→ Work instruction:
Over all lines in the data below, count those holding "bedspread" and give only the result.

→ Dataset records:
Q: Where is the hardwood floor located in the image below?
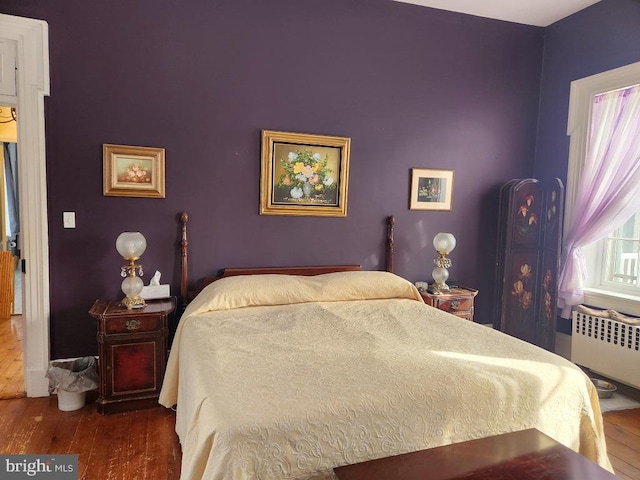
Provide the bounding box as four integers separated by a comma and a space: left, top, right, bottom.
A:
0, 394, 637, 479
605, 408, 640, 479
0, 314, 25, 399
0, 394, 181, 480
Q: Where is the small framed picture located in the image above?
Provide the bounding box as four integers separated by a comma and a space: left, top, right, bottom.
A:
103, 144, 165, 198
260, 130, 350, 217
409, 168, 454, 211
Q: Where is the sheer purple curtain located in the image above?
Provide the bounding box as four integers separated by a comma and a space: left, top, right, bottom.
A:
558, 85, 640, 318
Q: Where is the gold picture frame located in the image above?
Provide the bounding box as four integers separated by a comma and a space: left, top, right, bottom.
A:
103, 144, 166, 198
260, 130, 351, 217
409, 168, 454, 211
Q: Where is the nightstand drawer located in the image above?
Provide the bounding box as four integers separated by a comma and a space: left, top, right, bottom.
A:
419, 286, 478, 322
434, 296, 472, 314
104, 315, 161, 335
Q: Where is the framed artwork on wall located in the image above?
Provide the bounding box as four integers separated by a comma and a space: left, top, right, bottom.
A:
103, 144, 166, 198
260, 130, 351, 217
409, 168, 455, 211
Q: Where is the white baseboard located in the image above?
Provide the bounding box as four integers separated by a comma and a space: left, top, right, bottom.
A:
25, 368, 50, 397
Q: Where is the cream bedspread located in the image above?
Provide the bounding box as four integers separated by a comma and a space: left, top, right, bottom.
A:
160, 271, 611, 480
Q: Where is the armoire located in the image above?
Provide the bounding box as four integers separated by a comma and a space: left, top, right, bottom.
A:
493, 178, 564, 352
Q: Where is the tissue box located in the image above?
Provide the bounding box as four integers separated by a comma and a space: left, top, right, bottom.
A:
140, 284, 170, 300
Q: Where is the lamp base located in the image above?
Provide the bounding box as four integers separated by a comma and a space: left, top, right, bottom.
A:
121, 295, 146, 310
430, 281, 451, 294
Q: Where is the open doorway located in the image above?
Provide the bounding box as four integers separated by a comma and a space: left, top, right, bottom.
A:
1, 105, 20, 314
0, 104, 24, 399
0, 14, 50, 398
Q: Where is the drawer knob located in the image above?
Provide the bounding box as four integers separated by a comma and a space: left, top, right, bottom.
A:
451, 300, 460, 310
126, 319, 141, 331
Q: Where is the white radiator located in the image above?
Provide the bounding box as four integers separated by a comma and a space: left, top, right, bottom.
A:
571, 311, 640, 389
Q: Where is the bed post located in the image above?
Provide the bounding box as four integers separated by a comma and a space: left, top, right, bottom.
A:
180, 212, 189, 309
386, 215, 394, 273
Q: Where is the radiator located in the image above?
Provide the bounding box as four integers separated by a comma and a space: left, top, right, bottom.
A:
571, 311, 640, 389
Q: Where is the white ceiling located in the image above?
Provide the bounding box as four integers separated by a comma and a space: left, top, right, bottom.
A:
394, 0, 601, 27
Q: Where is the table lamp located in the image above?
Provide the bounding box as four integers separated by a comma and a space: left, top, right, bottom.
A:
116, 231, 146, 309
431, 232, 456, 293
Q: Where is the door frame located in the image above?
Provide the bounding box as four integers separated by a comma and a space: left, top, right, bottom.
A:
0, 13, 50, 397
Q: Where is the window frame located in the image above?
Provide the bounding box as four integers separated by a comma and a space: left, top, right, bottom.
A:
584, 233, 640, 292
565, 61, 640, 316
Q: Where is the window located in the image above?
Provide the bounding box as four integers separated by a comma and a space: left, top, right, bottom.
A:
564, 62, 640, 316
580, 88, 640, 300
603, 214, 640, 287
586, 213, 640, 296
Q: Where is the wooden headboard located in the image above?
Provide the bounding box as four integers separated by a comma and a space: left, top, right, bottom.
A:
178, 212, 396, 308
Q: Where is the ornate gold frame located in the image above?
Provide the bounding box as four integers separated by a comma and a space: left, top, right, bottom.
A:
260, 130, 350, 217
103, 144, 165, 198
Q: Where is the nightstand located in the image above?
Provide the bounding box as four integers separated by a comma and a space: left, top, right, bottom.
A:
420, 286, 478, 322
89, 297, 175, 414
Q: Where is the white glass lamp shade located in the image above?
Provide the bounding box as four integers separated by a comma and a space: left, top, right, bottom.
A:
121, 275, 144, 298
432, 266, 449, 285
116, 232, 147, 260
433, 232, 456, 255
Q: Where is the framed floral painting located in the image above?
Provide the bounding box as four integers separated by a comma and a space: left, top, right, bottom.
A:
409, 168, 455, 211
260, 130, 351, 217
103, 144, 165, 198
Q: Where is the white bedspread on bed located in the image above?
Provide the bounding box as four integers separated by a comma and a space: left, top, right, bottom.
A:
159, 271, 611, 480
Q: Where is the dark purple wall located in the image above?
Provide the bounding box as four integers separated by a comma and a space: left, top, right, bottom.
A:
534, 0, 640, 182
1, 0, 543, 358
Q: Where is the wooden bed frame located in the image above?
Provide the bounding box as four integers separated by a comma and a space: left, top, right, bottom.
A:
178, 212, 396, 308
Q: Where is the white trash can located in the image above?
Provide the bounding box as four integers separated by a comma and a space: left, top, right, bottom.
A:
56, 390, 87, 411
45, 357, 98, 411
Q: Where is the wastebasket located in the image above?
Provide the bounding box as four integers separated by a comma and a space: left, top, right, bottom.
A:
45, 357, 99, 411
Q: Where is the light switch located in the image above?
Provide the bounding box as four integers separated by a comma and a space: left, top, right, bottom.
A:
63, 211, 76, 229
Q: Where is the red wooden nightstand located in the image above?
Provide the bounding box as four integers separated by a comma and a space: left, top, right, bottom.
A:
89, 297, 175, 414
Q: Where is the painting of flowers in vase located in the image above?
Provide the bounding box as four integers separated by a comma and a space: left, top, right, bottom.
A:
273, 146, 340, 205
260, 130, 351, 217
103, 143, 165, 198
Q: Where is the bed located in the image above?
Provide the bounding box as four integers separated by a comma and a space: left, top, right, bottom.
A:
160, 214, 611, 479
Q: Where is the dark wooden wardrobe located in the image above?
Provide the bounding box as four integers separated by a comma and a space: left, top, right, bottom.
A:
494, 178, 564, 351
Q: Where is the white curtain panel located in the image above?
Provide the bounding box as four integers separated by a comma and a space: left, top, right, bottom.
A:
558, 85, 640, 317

→ Answer section:
2